▶ Brief
Please output each line of the data exactly as it appears.

[Referring expression pointing data]
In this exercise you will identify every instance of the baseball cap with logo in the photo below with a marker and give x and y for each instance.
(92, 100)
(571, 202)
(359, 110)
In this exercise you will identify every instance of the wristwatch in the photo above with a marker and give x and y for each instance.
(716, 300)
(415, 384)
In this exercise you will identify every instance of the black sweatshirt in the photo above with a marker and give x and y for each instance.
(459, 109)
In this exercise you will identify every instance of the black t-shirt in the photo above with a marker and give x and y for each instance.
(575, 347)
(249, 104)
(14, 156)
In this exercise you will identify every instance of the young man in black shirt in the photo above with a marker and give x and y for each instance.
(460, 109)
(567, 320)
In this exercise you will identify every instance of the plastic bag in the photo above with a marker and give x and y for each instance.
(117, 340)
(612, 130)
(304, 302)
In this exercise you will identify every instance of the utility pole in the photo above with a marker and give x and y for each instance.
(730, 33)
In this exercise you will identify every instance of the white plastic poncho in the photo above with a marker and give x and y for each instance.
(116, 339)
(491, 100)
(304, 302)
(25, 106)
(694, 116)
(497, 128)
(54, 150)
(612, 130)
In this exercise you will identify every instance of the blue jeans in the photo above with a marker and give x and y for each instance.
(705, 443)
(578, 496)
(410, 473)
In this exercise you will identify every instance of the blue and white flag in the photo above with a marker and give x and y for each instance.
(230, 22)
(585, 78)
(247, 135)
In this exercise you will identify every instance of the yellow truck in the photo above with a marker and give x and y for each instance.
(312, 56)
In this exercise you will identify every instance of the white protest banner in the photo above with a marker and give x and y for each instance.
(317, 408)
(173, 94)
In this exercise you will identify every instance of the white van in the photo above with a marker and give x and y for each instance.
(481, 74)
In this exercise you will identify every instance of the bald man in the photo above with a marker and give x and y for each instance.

▶ Task output
In this exercise you will identify every instance of the baseball cap with logo in the photo below with a marker and give x and y for each instance.
(92, 100)
(571, 202)
(359, 110)
In this exercise you will identify every instance of the wristwatch in the photo above with a marker and give x and y for each instance.
(716, 300)
(415, 384)
In this exercise you will identify every instance of the black sweatshirt in the photo above with a marker and give x and y for each instance.
(459, 109)
In this exercise you will identify every instance of the black t-shirt in the photo above with a marker and give x and y for each instance.
(575, 347)
(249, 104)
(14, 156)
In this exercise you will identify every instance of the young man in black shirt in the photo above with a marker and give x and y for each instance.
(460, 109)
(567, 320)
In this exercise you will identify every instance of the plastic bag in the photo above with a marker and give x and y for each instance.
(117, 340)
(612, 130)
(304, 302)
In this exercise you will identify every instance of the utility pole in the photo above with a marker and give x and y for each instance.
(730, 33)
In this exercise you will identify every instance of the white plastic poncho in the photo above with a marker and give x and y for each instance.
(116, 339)
(491, 100)
(304, 302)
(25, 106)
(694, 116)
(497, 128)
(54, 150)
(612, 130)
In this exercise you will identify every instance of the blue jeans in the photo above with a marker and give x and y for each instance.
(705, 443)
(578, 496)
(410, 473)
In this exercise you will identify every instance of the blue and white flag in the photo above with a marker and give x and y for each instance.
(230, 22)
(585, 78)
(247, 135)
In this exercise you will identify every instance of the yellow truck in the photo above with a marker and give x and y for each instance.
(312, 56)
In this exercise you will identify every instance of the white protest banner in the photo above with a marker and give x and y for each instance.
(317, 408)
(173, 94)
In this exercise you will identify every instance of the white van in the photo above with a marker and give x and y for each instance.
(481, 74)
In this exercise you will identify every instance of the bald man in the photo above with a marker and give x and y for each instance.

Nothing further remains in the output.